Pick out and copy every line in the entries below that contains the word "white". Case counts.

• _Entries contained in a dataset_:
— Start —

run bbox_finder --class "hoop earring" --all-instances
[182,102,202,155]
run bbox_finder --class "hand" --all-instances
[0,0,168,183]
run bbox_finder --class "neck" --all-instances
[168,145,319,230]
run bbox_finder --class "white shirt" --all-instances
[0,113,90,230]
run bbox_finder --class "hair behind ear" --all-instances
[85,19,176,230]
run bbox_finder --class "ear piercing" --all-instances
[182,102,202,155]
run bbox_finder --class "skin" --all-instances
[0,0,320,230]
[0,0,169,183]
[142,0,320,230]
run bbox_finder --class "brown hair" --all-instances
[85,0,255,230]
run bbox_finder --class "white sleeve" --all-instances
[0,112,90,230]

— End —

• _Answer in full_:
run bbox_finder --class "white shirt" --all-instances
run bbox_finder --class "white sleeve" --all-instances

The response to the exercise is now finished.